Page excerpt
>>>>

Please don’t take these example costs as more than a very rough guide to orders of magnitude for domestic, commercial and industrial products. For example the shielding used in the new MI6 building in London will have cost very much more than £100,000, and that used on a flight-critical avionics computer will cost a lot more than £100. These costs do not take account of the re-engineering costs of adding shielding late in a project, which can be very much greater. They also don’t take account of the lost sales and market position which can result from delays caused by shield re-engineering late in a project.

The important point is that shielding can be very low cost if it is designed-in carefully from the start, but can be extremely expensive indeed if it has to be applied at the last minute to make a product acceptable to a customer (or to an EMC enforcement agent).

Shielding always adds cost and weight, so it is always best to use the other techniques described in this series to improve EMC and reduce the need for shielding. Even where it is hoped to avoid shielding altogether it is best to allow for Murphy’s Law and design from the start so that shielding can be added later if necessary. Mr Murphy can usually be discouraged from upsetting your product roll-out if you have a variety of shielding (and filtering) solutions ready to be dropped in when you first test your new product for EMC.

A degree of shielding can also be achieved by keeping all conductors and components very close to a solid metal sheet. Ground-planed PCBs populated entirely by low-profile surface mounted devices are therefore recommended for their EMC advantages. Even though such PCBs may require additional enclosure (volumetric) shielding, it should not need to have as high a shielding effectiveness (SE) and so will be easier to make and cost less.

A useful degree of shielding can be achieved in electronic assemblies by keeping their internal electronic units and cables very close to an earthed metal surface at all times, and bonding their earths directly to it instead of (or as well as) using a safety star earthing system based on green/yellow wires. This technique usually uses zinc-plated mounting plates or chassis, and can help avoid the need for high values of enclosure SE.

4.2              General concepts in shielding

Many textbooks have been written on the subject of how shields work, and it is not intended to repeat them here. However, a few broad concepts will help. A shield puts an impedance discontinuity in the path of a propagating radiated electromagnetic wave, reflecting it and/or absorbing it. This is conceptually very similar to the way in which filters work – they put an impedance discontinuity in the path of an unwanted conducted signal. The greater the impedance ratio, the greater the SE.

At thicknesses of 0.5mm or over, most normal fabrication metals provide good SE above 1MHz and excellent SE above 100MHz. Problems with metal shields are mostly caused by thin materials, frequencies below 1MHz, and apertures, and this article focuses mainly on these.

4.3              Bigger and rectangular is better

It is generally best to allow a large distance between the circuits being shielded and the walls of their shield. The emitted fields outside the shield, and the fields that the devices are subjected to, will generally be more “diluted” the larger the shielded volume. This advice generally raises hollow laughter, since most product design seems to be about fitting a quart into a pint pot.

<<<<

Dataset extract
>>>>

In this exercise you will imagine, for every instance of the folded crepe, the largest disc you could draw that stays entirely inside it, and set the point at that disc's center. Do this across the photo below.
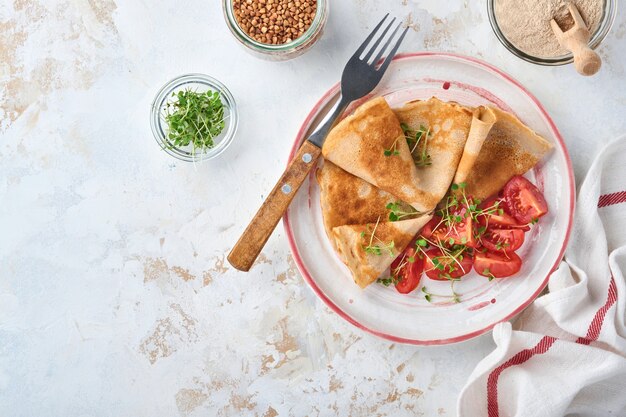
(347, 199)
(511, 148)
(482, 121)
(445, 127)
(369, 249)
(358, 144)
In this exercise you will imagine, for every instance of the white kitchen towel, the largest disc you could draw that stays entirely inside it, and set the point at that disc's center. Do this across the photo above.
(566, 354)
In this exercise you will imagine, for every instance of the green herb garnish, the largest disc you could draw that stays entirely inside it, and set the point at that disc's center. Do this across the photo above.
(375, 245)
(392, 280)
(418, 139)
(397, 211)
(194, 119)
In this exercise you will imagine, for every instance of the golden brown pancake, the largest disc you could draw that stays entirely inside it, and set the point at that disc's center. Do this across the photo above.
(511, 148)
(358, 143)
(384, 240)
(449, 124)
(347, 199)
(482, 121)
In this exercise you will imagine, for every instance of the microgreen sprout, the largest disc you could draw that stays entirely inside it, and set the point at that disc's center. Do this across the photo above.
(397, 211)
(376, 246)
(418, 139)
(194, 118)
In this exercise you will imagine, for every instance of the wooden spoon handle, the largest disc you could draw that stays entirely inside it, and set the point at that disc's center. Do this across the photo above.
(255, 236)
(586, 61)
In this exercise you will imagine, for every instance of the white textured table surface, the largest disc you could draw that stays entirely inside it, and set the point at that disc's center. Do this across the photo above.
(115, 297)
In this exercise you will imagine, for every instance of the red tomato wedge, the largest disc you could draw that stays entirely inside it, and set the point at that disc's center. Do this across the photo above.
(498, 218)
(408, 272)
(502, 240)
(496, 265)
(442, 268)
(523, 200)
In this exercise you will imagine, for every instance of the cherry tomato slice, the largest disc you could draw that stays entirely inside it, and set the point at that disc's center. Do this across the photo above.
(408, 272)
(442, 268)
(498, 218)
(497, 265)
(502, 240)
(523, 200)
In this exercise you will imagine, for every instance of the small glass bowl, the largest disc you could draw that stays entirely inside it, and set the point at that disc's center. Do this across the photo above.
(284, 51)
(608, 17)
(200, 83)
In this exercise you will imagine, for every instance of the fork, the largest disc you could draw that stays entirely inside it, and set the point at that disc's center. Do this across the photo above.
(360, 76)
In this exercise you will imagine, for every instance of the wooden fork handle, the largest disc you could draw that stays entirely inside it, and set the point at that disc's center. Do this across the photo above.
(255, 236)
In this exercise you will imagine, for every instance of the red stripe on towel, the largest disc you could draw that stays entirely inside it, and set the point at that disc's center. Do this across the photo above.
(610, 199)
(521, 357)
(596, 324)
(593, 332)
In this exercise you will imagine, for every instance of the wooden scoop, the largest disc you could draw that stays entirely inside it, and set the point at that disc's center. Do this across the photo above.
(586, 61)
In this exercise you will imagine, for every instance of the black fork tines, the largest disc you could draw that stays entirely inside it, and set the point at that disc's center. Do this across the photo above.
(372, 47)
(369, 54)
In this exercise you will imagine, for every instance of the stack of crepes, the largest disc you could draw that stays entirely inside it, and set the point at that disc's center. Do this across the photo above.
(369, 164)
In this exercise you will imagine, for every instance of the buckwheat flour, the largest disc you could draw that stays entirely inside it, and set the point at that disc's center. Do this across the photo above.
(526, 23)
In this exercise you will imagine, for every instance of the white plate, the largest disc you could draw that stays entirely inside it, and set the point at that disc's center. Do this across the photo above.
(410, 318)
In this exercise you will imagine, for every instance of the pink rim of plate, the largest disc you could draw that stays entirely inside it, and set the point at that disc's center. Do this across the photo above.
(305, 273)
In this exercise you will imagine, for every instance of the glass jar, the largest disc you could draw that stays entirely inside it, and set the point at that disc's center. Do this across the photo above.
(608, 17)
(200, 83)
(284, 51)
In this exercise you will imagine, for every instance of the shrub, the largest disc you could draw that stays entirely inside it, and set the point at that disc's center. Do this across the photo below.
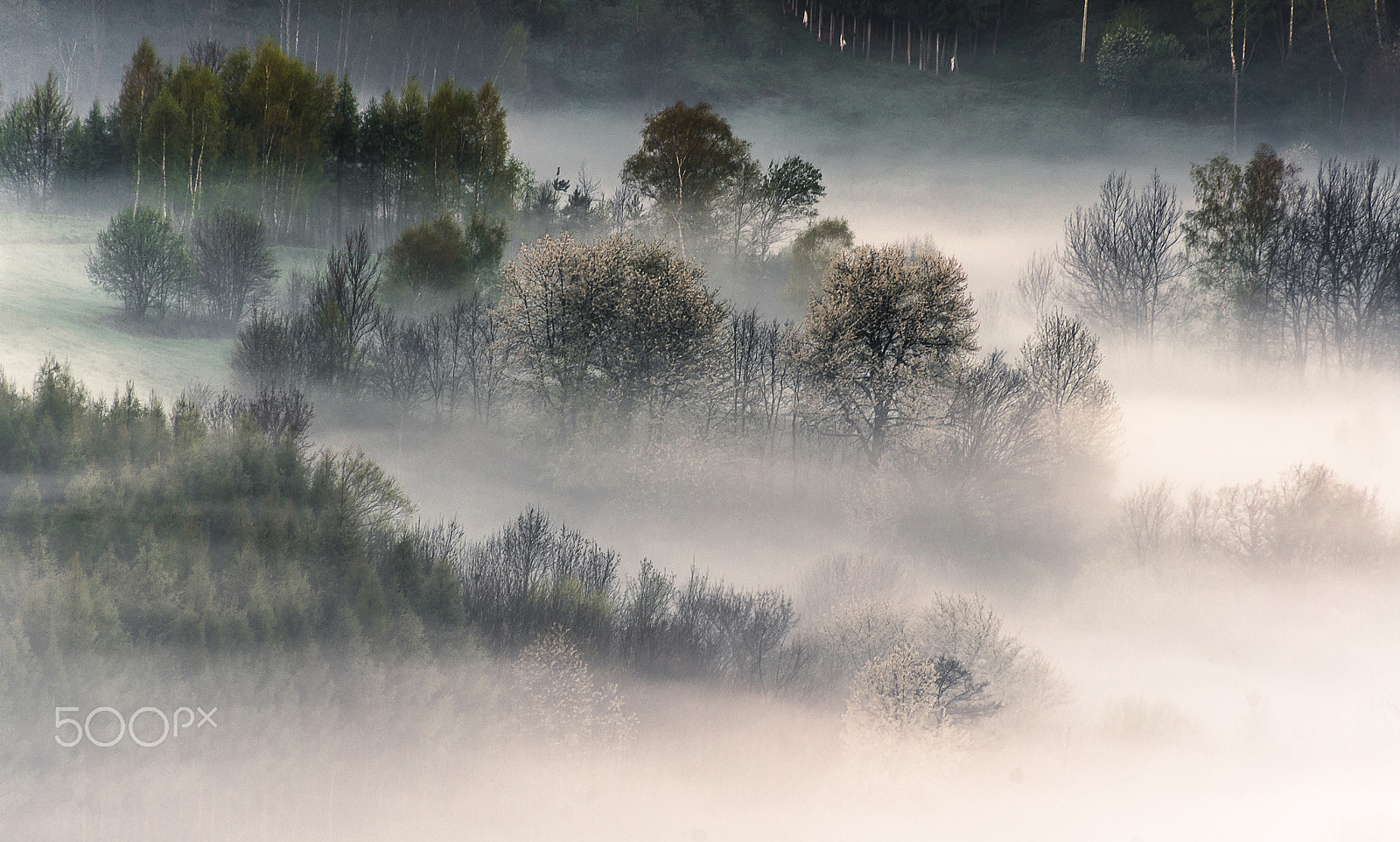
(142, 261)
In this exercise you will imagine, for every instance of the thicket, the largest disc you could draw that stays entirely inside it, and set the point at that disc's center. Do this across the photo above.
(1306, 519)
(1278, 270)
(214, 531)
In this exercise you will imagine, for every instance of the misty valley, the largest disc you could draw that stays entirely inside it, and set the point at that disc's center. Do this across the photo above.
(699, 421)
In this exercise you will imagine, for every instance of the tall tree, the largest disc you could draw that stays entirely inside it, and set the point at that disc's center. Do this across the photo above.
(690, 156)
(882, 333)
(140, 84)
(32, 137)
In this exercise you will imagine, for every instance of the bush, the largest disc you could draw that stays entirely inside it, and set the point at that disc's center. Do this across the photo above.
(1145, 69)
(233, 263)
(441, 256)
(142, 261)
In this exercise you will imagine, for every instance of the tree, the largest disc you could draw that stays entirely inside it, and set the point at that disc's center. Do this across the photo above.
(142, 261)
(812, 252)
(1061, 364)
(767, 205)
(343, 307)
(688, 158)
(233, 263)
(886, 329)
(140, 84)
(1236, 235)
(1120, 256)
(32, 137)
(440, 256)
(620, 319)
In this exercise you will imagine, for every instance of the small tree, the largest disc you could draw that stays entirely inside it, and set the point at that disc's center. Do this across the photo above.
(142, 261)
(1061, 364)
(690, 156)
(812, 252)
(1120, 256)
(618, 319)
(882, 333)
(233, 263)
(440, 256)
(32, 137)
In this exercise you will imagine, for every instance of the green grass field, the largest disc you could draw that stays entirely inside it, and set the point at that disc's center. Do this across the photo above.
(49, 307)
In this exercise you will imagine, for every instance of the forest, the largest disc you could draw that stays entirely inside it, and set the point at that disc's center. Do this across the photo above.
(692, 475)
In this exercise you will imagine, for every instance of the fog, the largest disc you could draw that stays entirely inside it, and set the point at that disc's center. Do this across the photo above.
(1204, 701)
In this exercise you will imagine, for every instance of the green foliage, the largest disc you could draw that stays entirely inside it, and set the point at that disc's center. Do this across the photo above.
(440, 256)
(1148, 70)
(690, 156)
(34, 132)
(233, 265)
(142, 261)
(812, 252)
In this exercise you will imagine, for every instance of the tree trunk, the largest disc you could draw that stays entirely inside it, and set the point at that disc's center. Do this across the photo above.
(1084, 32)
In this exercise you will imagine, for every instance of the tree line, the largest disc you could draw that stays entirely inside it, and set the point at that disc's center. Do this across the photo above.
(1283, 270)
(265, 132)
(620, 338)
(212, 531)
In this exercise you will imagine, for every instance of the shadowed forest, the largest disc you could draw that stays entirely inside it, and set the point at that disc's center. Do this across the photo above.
(699, 477)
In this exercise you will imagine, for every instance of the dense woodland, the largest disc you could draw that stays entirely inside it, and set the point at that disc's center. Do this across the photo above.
(214, 530)
(1316, 67)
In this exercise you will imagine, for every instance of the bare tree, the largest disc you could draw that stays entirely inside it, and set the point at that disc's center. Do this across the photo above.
(884, 331)
(1120, 256)
(140, 261)
(1061, 364)
(233, 263)
(1038, 286)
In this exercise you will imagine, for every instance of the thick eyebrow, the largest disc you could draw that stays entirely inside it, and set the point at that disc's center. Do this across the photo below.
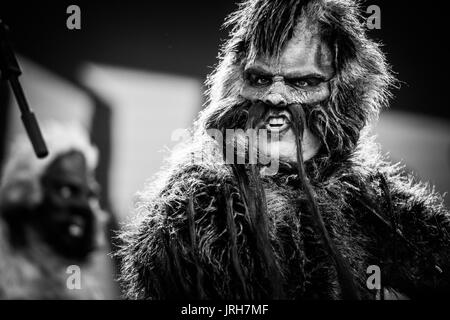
(258, 71)
(298, 75)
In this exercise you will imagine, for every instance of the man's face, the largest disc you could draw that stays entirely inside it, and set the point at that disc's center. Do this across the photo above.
(299, 76)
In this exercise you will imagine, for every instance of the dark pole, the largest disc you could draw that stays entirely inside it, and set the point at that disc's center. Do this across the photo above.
(10, 71)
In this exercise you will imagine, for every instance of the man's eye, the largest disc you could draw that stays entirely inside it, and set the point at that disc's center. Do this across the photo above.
(303, 83)
(259, 80)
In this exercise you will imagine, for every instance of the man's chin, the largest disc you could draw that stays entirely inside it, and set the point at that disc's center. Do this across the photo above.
(286, 151)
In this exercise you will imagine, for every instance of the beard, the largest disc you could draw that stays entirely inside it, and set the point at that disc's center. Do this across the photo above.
(292, 121)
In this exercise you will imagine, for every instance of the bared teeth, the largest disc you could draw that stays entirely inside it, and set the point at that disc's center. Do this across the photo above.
(277, 121)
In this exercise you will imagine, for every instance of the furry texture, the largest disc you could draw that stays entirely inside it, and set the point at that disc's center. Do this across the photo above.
(193, 235)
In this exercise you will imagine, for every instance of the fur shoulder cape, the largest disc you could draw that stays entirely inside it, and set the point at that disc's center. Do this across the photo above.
(191, 231)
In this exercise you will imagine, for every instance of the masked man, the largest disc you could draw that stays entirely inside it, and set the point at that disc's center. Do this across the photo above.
(51, 226)
(306, 73)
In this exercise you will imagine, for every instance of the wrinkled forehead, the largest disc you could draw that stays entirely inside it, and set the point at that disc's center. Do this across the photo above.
(308, 51)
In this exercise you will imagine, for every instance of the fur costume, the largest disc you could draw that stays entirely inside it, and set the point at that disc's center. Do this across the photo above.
(195, 235)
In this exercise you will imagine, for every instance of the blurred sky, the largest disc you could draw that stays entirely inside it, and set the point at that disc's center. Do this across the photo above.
(183, 37)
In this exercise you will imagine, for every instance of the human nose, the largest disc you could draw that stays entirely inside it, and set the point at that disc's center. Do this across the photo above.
(276, 95)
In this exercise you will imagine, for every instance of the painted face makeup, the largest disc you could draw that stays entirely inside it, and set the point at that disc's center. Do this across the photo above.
(299, 75)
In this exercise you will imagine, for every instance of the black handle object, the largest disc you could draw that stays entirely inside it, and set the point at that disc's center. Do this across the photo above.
(10, 70)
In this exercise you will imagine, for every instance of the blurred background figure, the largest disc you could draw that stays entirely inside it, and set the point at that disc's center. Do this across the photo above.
(51, 221)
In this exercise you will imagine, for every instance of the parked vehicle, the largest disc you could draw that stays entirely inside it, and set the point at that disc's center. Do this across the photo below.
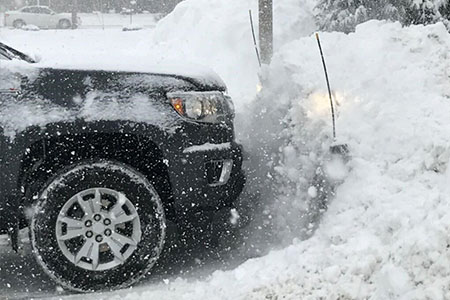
(98, 163)
(40, 16)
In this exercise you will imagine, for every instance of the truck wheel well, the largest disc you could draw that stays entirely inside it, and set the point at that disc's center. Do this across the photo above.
(46, 157)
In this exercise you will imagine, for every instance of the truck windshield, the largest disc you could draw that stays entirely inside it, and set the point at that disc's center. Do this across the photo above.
(11, 53)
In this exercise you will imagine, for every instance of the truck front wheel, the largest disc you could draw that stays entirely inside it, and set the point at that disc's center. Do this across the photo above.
(98, 226)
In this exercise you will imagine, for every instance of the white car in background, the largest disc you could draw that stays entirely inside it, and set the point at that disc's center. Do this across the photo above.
(40, 16)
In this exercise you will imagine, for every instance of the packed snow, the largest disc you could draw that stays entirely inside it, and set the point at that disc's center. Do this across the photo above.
(385, 233)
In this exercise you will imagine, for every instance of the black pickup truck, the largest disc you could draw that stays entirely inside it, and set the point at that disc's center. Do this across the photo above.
(97, 163)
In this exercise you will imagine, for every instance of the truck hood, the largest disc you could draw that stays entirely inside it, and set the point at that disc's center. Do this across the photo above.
(202, 77)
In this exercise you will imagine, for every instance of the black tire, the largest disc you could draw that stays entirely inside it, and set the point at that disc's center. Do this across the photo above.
(107, 175)
(18, 23)
(64, 24)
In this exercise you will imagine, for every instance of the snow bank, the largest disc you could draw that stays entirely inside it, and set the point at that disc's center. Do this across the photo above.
(386, 234)
(218, 34)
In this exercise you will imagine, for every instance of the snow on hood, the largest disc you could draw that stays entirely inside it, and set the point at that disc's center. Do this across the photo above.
(200, 74)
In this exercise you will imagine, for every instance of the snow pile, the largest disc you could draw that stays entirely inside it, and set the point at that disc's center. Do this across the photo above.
(218, 34)
(386, 233)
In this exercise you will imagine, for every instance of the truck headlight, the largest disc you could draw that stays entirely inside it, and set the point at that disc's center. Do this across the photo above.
(208, 107)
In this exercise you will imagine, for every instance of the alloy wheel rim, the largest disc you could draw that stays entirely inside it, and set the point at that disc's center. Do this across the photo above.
(98, 229)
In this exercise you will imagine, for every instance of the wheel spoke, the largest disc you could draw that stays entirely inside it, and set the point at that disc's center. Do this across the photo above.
(123, 218)
(71, 223)
(123, 240)
(115, 248)
(84, 251)
(96, 203)
(71, 233)
(88, 211)
(94, 255)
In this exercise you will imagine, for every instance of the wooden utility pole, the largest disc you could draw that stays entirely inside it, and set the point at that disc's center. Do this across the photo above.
(266, 30)
(74, 14)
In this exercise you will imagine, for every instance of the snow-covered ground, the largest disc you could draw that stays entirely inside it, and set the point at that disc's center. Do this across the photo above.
(385, 234)
(99, 20)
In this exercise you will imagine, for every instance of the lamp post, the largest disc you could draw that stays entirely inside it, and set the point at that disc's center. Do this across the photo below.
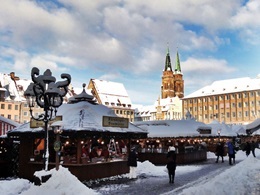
(57, 144)
(48, 94)
(219, 134)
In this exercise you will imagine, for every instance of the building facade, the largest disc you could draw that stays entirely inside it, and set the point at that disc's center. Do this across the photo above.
(233, 101)
(112, 95)
(169, 104)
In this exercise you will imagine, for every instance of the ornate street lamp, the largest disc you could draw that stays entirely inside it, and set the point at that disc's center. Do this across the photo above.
(57, 129)
(219, 134)
(48, 94)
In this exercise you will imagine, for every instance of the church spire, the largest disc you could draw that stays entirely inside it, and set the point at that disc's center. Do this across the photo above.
(168, 65)
(177, 65)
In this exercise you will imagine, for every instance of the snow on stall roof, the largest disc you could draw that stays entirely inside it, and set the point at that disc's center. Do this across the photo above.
(225, 130)
(84, 116)
(9, 121)
(227, 86)
(111, 92)
(172, 128)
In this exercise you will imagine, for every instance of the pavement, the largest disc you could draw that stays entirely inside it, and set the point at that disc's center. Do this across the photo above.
(159, 185)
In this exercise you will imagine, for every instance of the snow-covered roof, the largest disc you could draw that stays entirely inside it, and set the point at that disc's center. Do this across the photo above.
(84, 116)
(9, 121)
(111, 92)
(227, 86)
(172, 128)
(225, 130)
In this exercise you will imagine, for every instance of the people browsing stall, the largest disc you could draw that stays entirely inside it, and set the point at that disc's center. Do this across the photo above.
(231, 152)
(132, 163)
(220, 151)
(171, 163)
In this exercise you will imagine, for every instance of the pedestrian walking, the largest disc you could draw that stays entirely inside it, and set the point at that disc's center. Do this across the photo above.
(231, 152)
(248, 148)
(132, 163)
(253, 146)
(220, 151)
(171, 163)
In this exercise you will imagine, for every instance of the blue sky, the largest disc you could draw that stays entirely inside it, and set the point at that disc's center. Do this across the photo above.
(126, 41)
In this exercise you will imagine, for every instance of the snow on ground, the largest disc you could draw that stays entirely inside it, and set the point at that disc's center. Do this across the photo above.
(239, 179)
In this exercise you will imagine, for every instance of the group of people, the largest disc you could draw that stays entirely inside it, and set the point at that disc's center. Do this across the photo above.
(220, 150)
(171, 163)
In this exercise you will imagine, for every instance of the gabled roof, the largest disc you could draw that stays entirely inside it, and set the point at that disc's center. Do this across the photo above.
(111, 92)
(172, 128)
(83, 116)
(227, 86)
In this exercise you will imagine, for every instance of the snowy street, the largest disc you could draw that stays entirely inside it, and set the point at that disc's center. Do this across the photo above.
(242, 178)
(154, 185)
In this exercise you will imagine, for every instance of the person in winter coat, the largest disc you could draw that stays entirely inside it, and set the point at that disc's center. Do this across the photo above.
(248, 148)
(132, 163)
(253, 146)
(231, 152)
(220, 151)
(171, 163)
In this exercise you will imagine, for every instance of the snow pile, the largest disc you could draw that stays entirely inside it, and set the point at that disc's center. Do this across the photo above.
(239, 178)
(15, 186)
(62, 182)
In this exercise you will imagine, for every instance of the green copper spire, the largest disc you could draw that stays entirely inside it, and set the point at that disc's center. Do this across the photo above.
(177, 65)
(168, 65)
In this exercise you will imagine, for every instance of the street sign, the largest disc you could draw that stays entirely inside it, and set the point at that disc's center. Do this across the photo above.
(35, 124)
(57, 146)
(109, 121)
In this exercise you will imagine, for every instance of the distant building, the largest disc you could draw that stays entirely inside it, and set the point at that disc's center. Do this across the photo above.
(112, 95)
(6, 125)
(169, 105)
(233, 101)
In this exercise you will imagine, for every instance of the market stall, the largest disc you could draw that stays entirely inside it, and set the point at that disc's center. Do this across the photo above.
(86, 125)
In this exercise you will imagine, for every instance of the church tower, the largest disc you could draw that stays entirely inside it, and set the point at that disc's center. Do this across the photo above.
(172, 81)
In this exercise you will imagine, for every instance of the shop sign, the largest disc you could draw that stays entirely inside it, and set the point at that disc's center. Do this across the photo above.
(57, 146)
(205, 131)
(109, 121)
(35, 124)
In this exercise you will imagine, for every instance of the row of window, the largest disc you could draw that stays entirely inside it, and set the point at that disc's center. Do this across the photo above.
(9, 106)
(226, 97)
(124, 112)
(227, 105)
(228, 115)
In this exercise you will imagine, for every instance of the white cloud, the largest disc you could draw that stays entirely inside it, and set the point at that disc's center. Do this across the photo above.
(209, 65)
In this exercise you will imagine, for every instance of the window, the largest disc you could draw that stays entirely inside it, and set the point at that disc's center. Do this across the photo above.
(233, 114)
(228, 114)
(239, 114)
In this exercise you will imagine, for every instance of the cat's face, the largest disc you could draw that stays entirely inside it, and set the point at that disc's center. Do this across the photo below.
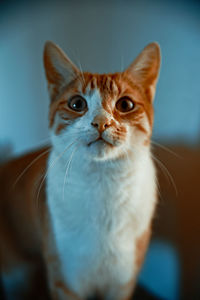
(107, 116)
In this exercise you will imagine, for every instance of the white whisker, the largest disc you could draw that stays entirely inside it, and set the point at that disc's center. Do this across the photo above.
(51, 166)
(67, 170)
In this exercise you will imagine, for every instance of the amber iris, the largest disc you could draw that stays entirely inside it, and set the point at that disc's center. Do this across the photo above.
(125, 104)
(77, 103)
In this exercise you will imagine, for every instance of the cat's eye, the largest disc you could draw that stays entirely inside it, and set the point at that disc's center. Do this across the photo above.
(77, 103)
(125, 104)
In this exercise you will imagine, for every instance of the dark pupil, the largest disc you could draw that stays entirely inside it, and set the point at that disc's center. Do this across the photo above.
(125, 105)
(78, 104)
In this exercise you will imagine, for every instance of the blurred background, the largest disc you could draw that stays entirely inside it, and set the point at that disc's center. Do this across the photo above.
(105, 36)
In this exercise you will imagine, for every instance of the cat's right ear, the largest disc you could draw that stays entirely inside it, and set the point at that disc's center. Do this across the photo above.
(59, 69)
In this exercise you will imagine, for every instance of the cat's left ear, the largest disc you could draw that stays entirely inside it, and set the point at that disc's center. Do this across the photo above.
(59, 69)
(145, 68)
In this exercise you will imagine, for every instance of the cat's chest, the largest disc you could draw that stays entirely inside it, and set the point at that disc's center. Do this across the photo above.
(96, 217)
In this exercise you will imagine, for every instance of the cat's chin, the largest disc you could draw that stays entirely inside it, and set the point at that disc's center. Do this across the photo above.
(101, 150)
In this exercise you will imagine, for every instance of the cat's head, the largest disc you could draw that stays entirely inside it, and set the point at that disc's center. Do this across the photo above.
(106, 115)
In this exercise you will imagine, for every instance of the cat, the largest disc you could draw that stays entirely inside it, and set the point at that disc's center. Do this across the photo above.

<<<<

Objectives
**A)** Update the shielding article from "It is generally" up to and including "a pint pot.", replacing "hollow laughter" with "knowing smiles".
**B)** Gather every line of the listing that contains the string "figure", matching case exactly.
The shielding article has nothing to do with the listing.

Task-by-task solutions
**A)**
It is generally best to allow a large distance between the circuits being shielded and the walls of their shield. The emitted fields outside the shield, and the fields that the devices are subjected to, will generally be more “diluted” the larger the shielded volume. This advice generally raises knowing smiles, since most product design seems to be about fitting a quart into a pint pot.

**B)**
In this exercise you will imagine, for every instance of the blurred background figure, the largest disc you could draw that stays entirely inside it, and set the point at that disc's center. Do this across the photo above.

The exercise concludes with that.